§ **TEXTO FORNECIDO**:
########################################
Compilado do site o consolador
Marcus Vinicius de Azevedo Braga
O humor em toda a história da humanidade teve como propriedade romper estruturas, questionar poderes e permitir ao homem por vezes rir da sua própria tragédia, de suas situações ridículas, típicas da natureza humana, viajor da estrada da evolução. Rir para refletir, refletir para contestar e contestar para agir!
O
contexto atual não é diferente. A internet tem servido de canal para
mensagens, vídeos e situações engraçadas, algumas replicadas em programas
televisivos. Dessas, se destaca recentemente pela sua audiência o “Porta dos
Fundos”, que nos fornecerá por meio de um de seus vídeos, contando na data de
confecção desse artigo, com mais de 4,5 milhões de visualizações, uma profunda
reflexão no campo religioso.
O vídeo
a que me refiro, intitulado “Deus”, mostra em seus quase quatro minutos a história de uma
jovem que ao desencarnar descobre que o céu correto era aquele suportado por
uma doutrina de povos tribais da Polinésia, ilhas retiradas no Oceano Pacífico. Ou seja,
que o Deus certo a se acreditar era o “Deus da Polinésia” e, como ela escolheu
o Deus errado, estava fadada a perdição no fogo do inferno, por não ter se
filiado à escola religiosa correta.
Assim, a
jovem incauta descobre, ante a pilhéria de um caracterizado Deus polinésio, que
o fato dela ter seguido os ritos de sua religião, como ir à missa semanalmente,
não foram úteis na sua salvação.
Piadas a parte, rimos do absurdo que não é tão irreal assim. A idéia de um Deus
certo, de um povo eleito, como caminho exclusivo da salvação, permeia a teologia
de crenças predominantes no globo terrestre e comparece de forma incidente em discursos e
textos, onde achamos normal tudo isso, rindo ao mesmo tempo do Deus da
Polinésia.
Afinal, os polinésios são tão primitivos. E pior, essa idéia
vincula a crença e a salvação a práticas exteriores, a filiação a grupos,
subordinando a divindade a agremiações humanas ou, ainda, a adesão a
determinadas ideias.
A dramaturgia portuguesa da era de Cabral, no texto teatral do
“Auto da Barca do Inferno” de Gil Vicente, já indicava ao Sapateiro que
pergunta ao diabo no momento pós-morte: “Quantas missas eu ouvi, não hão elas de
prestar?”,
eis que recebe como resposta: “Ouvir missa, então roubar, é caminho por aqui”.
Sempre
perturbou a humanidade, em seus conceitos mais naturalistas de justiça, a idéia de que
apenas algum povo nesse “mundão de meu Deus” possuísse a chave da salvação e
que o bem proceder não lhe adiantasse de nada. Porém, a religião sempre extrapolou os
papeis de ligação com a divindade, servindo de instrumento de poder e de
dominação.
########################################
§ **CONJUNTO DE ENTRADAS**:
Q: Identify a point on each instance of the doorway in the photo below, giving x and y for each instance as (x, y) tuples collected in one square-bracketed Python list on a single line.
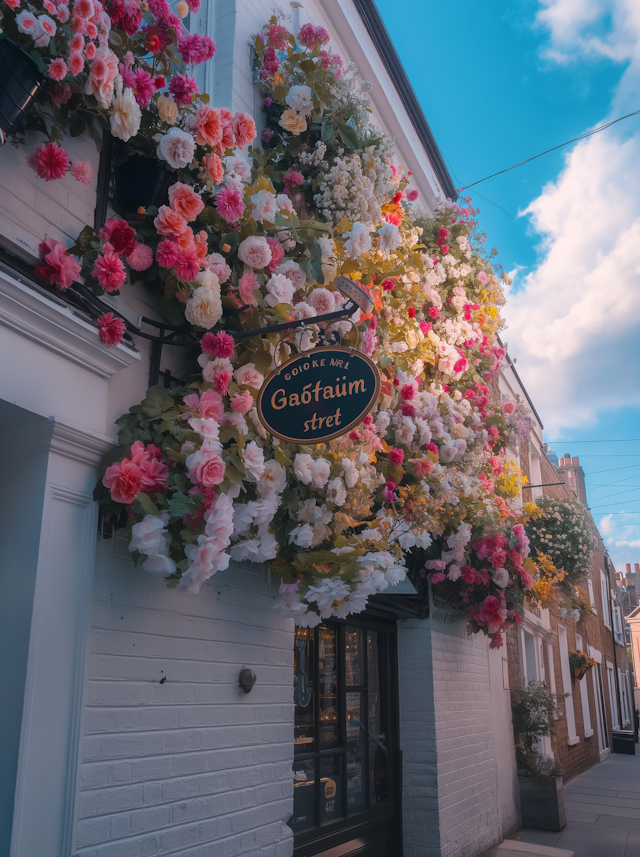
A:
[(346, 764)]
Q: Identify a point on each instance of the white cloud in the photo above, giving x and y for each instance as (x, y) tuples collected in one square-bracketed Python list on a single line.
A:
[(574, 323)]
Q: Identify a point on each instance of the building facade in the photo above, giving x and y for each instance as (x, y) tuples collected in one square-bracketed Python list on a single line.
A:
[(125, 732)]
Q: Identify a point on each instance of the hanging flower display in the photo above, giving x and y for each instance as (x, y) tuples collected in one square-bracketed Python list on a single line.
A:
[(252, 238)]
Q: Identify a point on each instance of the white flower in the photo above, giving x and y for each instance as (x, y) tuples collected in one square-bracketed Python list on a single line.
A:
[(299, 99), (264, 206), (253, 457), (125, 114), (177, 148), (500, 577), (274, 478), (303, 467), (336, 492), (359, 240), (149, 535), (321, 471), (280, 290), (389, 237), (204, 307)]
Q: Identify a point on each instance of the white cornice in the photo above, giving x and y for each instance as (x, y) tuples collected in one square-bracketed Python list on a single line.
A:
[(33, 313), (77, 443)]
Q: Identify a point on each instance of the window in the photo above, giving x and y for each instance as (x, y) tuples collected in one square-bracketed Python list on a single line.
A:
[(584, 696), (566, 685), (604, 592), (344, 738)]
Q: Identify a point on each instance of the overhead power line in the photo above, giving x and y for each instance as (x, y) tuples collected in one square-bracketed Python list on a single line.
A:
[(553, 149)]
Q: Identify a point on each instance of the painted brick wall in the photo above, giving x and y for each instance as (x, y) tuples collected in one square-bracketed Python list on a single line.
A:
[(175, 758), (33, 208), (458, 771)]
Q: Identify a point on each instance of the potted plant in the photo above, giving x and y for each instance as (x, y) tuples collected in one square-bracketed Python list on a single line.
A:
[(541, 794), (580, 664)]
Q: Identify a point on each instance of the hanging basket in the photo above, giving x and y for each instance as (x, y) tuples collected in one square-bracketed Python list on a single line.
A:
[(20, 82), (140, 182)]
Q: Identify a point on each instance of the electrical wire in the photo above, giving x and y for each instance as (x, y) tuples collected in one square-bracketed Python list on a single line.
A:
[(553, 149)]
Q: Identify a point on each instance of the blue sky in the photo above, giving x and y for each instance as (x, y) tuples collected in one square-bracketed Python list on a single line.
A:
[(500, 82)]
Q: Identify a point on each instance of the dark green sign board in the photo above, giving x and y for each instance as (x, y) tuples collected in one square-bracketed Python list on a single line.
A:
[(319, 395)]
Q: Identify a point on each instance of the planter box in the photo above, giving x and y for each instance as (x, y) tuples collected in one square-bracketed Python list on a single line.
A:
[(542, 803)]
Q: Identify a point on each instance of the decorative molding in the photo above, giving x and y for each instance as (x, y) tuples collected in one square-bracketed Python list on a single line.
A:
[(77, 443), (52, 324)]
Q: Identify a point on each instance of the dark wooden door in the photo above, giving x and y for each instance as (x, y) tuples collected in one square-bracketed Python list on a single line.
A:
[(346, 768)]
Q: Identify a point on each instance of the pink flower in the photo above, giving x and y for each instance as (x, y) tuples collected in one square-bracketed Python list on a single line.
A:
[(210, 471), (57, 69), (82, 171), (211, 405), (59, 268), (246, 287), (217, 344), (50, 162), (184, 200), (396, 456), (76, 63), (277, 253), (182, 87), (187, 264), (123, 480), (244, 129), (111, 328), (141, 258), (109, 271), (230, 203), (167, 253)]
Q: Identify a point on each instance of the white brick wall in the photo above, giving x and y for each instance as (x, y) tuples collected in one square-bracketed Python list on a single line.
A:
[(192, 766), (458, 758)]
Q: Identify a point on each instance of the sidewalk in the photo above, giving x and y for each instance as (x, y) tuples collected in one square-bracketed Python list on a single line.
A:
[(603, 816)]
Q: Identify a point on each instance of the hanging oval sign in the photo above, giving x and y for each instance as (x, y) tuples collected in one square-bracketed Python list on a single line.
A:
[(318, 395)]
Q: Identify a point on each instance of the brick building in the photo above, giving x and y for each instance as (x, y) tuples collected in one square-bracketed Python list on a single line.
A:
[(539, 649)]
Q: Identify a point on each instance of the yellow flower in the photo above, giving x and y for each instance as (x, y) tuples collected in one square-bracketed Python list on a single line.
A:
[(167, 109), (293, 122)]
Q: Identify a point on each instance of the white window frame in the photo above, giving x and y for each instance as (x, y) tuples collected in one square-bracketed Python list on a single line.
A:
[(584, 696), (566, 685), (604, 592)]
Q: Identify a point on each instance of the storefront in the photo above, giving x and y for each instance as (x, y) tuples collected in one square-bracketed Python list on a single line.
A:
[(346, 769)]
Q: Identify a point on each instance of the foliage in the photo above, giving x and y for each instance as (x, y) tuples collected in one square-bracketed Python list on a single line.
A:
[(533, 708), (564, 534), (243, 244)]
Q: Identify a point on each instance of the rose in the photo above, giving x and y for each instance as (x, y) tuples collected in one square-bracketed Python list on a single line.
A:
[(359, 240), (255, 251), (204, 307), (149, 536), (280, 290), (264, 206), (177, 148), (248, 376), (293, 122), (210, 471), (299, 99)]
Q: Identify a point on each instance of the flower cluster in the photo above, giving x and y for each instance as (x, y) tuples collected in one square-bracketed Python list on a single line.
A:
[(423, 482), (563, 532)]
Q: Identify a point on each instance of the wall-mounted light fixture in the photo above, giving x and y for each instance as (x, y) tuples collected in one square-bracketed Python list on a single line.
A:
[(246, 679)]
########################################
§ **TAREFAS E EXERCÍCIOS**:
a: Reproduza o trecho do texto sobre humor e religião que vai de "Compilado do site" até "no campo religioso.", inclusive.
b: Responda às perguntas abaixo com base no texto sobre humor e religião.
(i) Quantas visualizações o vídeo citado tinha na data de confecção do artigo?
(ii) Qual é o título desse vídeo?
(iii) Que personagem do "Auto da Barca do Inferno" pergunta ao diabo se as missas que ouviu não hão de prestar?
c: Reescreva de forma mais breve o parágrafo do texto sobre humor e religião que começa com "O vídeo a que me refiro", mantendo seus fatos principais.

§ **RESULTADOS ESPERADOS**:
a:
Compilado do site o consolador
Marcus Vinicius de Azevedo Braga
O humor em toda a história da humanidade teve como propriedade romper estruturas, questionar poderes e permitir ao homem por vezes rir da sua própria tragédia, de suas situações ridículas, típicas da natureza humana, viajor da estrada da evolução. Rir para refletir, refletir para contestar e contestar para agir!
O
contexto atual não é diferente. A internet tem servido de canal para
mensagens, vídeos e situações engraçadas, algumas replicadas em programas
televisivos. Dessas, se destaca recentemente pela sua audiência o “Porta dos
Fundos”, que nos fornecerá por meio de um de seus vídeos, contando na data de
confecção desse artigo, com mais de 4,5 milhões de visualizações, uma profunda
reflexão no campo religioso.

b:
(i) Mais de 4,5 milhões de visualizações.
(ii) "Deus".
(iii) O Sapateiro.

c: O vídeo "Deus", de quase quatro minutos, mostra uma jovem que, ao desencarnar, descobre que o céu correto era o de uma doutrina de povos tribais da Polinésia. Como escolheu o Deus errado e não se filiou à escola religiosa correta, ela estava fadada à perdição no fogo do inferno.